**Task description**
Each entry below should be given again exactly; the pictures stay out.
═════ Data for the task
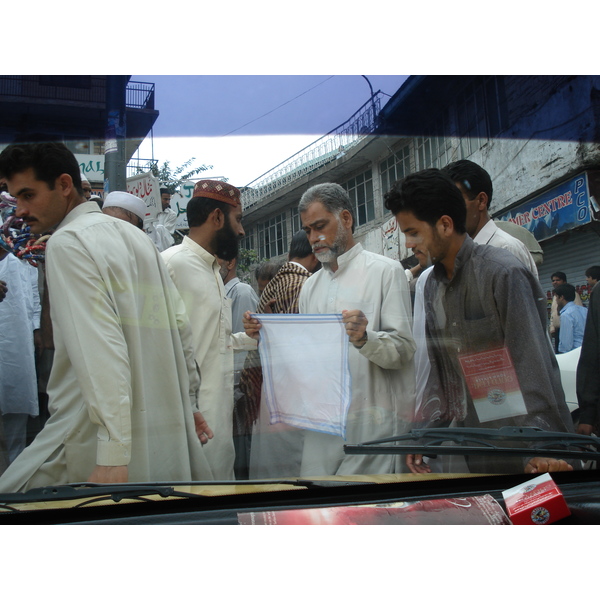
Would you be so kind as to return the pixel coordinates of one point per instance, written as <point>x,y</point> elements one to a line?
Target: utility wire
<point>278,107</point>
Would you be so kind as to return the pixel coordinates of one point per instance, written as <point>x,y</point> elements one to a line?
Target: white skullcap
<point>127,201</point>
══════════
**Your solution**
Would you be so kind as to return the pixel coordinates of one point per instance, written as <point>x,y</point> elements one to a line?
Target: utility wire
<point>278,107</point>
Would you be so kind as to return the pixel coordinates of one point per instance, written as <point>x,y</point> elements one to a line?
Target: white skullcap
<point>127,201</point>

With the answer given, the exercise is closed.